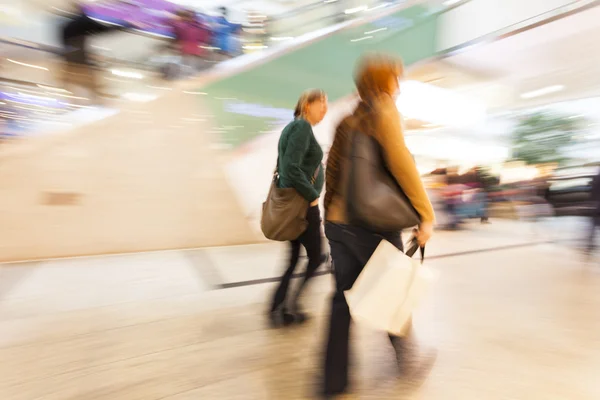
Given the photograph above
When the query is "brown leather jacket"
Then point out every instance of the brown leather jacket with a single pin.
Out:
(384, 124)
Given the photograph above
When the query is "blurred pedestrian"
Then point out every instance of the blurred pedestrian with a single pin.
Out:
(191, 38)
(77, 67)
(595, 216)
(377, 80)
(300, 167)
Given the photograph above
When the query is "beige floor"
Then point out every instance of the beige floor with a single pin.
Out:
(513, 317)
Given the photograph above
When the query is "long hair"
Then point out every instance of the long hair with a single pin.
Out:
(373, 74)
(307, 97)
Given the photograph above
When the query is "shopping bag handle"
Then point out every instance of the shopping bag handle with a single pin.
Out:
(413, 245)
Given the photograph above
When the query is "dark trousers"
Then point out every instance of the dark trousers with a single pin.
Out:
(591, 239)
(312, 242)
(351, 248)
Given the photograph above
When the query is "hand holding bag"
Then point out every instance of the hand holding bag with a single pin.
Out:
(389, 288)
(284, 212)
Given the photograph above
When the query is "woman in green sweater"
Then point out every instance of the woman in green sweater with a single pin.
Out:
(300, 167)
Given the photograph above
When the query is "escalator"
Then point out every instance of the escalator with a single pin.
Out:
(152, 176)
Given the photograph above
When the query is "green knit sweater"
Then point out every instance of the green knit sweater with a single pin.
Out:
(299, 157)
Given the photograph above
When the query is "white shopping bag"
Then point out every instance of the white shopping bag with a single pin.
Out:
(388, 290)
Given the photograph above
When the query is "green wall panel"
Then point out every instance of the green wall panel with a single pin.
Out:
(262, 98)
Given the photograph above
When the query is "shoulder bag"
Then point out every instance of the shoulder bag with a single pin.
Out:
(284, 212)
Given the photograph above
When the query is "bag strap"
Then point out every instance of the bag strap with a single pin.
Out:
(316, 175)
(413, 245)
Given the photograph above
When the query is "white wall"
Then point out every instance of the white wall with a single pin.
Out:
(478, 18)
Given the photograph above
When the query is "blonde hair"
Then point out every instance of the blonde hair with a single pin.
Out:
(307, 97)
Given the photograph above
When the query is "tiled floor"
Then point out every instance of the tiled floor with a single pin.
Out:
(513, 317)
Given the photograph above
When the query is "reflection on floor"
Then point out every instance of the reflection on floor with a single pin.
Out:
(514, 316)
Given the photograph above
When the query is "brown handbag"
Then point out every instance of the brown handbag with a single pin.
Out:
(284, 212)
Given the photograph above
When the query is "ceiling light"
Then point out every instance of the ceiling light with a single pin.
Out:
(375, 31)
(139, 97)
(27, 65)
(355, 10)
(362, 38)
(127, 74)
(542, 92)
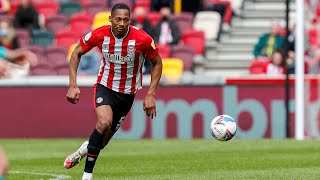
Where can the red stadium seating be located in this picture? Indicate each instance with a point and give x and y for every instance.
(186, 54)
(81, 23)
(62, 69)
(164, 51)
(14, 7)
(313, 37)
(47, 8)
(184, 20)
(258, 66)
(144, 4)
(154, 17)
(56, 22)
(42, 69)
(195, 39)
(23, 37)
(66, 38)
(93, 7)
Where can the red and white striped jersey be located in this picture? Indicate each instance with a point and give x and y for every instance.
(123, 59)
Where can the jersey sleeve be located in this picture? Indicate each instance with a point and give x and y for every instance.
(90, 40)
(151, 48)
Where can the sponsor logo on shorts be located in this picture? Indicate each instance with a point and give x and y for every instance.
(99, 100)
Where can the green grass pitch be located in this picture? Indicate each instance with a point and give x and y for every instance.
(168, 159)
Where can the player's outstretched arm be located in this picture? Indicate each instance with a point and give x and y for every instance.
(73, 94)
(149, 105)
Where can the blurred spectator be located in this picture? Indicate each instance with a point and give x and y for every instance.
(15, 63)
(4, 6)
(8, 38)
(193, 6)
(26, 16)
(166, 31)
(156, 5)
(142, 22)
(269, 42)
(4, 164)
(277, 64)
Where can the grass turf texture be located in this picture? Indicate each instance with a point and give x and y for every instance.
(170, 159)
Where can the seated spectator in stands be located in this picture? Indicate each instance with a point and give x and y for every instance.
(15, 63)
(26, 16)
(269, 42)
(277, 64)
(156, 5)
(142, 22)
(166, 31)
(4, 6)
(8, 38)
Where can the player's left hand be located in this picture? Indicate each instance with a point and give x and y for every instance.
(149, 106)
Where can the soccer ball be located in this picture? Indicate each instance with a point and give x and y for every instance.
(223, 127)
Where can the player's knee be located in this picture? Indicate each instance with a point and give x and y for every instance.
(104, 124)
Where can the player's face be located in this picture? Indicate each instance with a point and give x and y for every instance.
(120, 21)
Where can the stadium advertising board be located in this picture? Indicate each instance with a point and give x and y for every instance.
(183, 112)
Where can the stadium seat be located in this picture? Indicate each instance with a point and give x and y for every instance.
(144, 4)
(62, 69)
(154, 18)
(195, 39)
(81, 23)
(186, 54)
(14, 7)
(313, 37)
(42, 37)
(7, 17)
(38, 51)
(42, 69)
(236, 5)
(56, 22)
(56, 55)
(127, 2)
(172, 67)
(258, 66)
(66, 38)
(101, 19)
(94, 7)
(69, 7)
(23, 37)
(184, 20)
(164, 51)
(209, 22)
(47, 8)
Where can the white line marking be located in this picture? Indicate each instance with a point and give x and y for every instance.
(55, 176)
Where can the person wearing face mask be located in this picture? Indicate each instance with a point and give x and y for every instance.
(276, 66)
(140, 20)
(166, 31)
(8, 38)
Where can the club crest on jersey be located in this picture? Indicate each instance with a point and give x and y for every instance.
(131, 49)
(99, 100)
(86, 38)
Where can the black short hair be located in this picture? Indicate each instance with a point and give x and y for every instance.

○ ○ ○

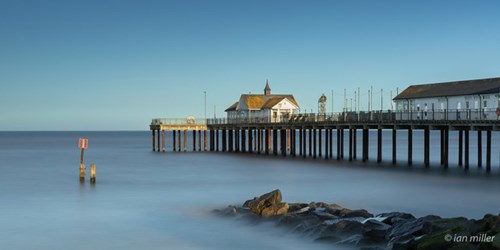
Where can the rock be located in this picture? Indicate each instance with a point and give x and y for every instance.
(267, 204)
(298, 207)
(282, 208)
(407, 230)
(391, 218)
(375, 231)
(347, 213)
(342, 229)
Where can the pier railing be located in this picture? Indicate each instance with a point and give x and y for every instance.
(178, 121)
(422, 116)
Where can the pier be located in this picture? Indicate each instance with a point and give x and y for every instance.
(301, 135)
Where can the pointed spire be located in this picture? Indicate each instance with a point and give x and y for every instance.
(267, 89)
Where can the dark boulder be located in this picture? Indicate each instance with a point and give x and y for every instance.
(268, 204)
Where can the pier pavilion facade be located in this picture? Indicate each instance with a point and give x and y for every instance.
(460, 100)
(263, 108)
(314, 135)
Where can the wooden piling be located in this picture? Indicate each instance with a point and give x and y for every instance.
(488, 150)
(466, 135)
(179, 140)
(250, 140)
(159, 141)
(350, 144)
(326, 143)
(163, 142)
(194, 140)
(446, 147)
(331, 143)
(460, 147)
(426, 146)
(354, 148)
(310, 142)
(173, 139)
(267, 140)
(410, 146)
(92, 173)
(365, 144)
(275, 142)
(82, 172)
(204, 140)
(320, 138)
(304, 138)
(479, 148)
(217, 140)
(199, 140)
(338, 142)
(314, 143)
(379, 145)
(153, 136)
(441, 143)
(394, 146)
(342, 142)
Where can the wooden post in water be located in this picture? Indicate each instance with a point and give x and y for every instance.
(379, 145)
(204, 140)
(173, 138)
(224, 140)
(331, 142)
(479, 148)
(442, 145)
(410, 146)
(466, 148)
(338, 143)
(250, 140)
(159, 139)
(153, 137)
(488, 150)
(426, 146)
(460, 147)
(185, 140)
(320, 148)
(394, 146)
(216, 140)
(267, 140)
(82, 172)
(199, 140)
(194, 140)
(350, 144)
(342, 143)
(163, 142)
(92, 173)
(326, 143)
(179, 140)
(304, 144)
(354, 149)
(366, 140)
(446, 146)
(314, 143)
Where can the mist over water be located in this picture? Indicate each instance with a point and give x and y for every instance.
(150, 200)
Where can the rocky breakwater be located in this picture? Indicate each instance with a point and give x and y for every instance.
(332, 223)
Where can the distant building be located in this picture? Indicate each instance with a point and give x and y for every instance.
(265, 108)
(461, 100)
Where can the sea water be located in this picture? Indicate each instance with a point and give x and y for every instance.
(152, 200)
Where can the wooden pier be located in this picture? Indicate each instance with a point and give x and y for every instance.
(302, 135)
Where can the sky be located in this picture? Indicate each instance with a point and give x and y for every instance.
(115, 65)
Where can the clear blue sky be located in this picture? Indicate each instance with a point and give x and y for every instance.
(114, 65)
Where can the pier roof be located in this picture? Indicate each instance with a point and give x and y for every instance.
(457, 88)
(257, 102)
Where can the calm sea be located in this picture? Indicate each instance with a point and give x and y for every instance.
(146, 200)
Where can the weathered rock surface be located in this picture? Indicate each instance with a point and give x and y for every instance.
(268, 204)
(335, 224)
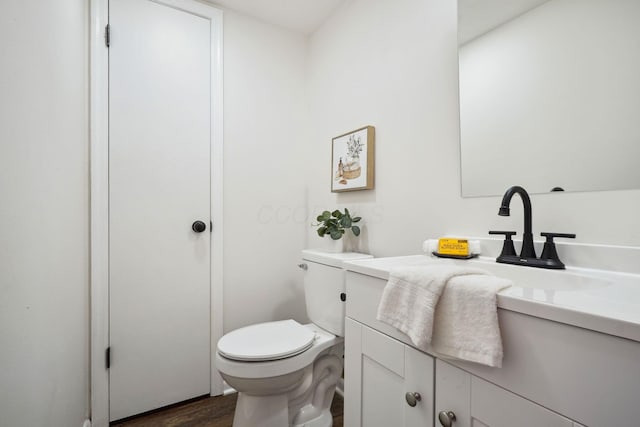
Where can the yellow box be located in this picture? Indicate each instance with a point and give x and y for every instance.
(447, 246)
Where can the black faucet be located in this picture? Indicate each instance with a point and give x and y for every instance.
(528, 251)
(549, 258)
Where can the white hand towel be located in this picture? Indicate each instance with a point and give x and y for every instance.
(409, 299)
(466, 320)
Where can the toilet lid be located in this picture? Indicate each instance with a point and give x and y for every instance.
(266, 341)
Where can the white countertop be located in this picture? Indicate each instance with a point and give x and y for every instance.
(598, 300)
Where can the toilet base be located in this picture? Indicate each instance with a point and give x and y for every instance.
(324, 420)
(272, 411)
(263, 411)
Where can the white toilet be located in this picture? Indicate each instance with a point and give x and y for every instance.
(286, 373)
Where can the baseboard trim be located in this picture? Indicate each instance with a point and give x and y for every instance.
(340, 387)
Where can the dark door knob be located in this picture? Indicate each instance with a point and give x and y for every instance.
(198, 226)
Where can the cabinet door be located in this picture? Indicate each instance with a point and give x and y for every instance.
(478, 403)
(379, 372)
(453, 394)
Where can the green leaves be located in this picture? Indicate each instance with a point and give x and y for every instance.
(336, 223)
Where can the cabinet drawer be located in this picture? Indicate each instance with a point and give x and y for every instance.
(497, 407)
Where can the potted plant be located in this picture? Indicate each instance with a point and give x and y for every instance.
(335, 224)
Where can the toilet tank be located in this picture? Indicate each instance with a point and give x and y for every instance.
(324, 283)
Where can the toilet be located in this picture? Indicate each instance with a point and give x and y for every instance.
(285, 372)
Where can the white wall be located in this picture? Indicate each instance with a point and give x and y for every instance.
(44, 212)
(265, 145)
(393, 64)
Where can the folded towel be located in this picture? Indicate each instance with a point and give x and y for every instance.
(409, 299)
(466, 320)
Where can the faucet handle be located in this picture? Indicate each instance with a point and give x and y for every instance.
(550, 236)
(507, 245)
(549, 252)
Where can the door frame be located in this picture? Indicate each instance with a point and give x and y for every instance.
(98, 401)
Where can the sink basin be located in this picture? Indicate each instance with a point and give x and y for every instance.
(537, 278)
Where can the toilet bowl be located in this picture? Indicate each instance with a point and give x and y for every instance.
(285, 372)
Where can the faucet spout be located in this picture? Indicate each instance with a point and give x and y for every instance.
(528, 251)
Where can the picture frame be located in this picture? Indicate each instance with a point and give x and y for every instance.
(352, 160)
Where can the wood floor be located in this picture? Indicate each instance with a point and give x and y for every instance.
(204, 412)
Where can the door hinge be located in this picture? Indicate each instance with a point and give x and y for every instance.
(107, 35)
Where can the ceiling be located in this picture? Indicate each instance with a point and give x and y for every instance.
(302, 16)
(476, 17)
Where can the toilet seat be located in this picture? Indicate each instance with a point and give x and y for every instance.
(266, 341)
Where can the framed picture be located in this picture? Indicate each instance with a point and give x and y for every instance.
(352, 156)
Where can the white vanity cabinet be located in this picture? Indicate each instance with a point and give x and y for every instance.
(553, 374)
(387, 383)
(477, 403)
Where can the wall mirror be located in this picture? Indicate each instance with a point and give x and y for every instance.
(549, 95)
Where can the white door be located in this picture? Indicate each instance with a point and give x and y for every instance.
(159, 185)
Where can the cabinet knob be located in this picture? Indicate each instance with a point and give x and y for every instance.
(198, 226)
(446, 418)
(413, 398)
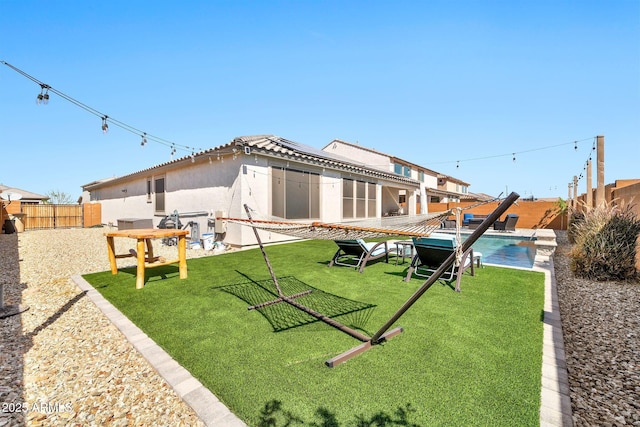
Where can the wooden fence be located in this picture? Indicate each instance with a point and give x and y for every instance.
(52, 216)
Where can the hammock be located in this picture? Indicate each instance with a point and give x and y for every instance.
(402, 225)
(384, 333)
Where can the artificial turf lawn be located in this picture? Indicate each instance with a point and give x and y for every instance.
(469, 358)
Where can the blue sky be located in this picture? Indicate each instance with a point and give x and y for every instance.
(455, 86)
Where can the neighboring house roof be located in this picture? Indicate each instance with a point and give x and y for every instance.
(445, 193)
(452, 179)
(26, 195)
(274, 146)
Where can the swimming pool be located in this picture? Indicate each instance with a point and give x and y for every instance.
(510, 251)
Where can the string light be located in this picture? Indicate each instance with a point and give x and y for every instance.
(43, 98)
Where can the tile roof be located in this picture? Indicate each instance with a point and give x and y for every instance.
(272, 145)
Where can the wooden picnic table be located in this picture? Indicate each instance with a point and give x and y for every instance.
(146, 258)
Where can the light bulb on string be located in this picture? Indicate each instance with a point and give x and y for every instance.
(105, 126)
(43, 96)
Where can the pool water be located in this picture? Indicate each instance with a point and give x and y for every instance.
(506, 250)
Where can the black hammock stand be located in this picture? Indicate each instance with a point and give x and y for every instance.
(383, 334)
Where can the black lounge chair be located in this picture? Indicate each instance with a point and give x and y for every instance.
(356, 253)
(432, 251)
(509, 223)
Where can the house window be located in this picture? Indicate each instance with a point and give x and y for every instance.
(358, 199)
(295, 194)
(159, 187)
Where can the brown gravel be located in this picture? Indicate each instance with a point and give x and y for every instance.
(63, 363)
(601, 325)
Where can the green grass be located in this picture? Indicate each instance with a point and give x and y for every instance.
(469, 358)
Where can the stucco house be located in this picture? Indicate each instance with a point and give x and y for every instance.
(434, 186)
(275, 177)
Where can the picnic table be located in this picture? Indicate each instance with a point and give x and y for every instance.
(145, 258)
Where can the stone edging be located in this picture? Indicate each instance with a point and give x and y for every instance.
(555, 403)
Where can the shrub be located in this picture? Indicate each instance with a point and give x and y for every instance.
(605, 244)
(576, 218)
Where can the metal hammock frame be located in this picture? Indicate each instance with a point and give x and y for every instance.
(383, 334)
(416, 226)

○ ○ ○

For the string "shopping", return every line of the data where it appears.

When the query is "shopping bag handle"
Then point out every instance of the shopping bag handle with a single pin.
When the query is "white shopping bag"
Then point out every instance of the white shopping bag with a single pin.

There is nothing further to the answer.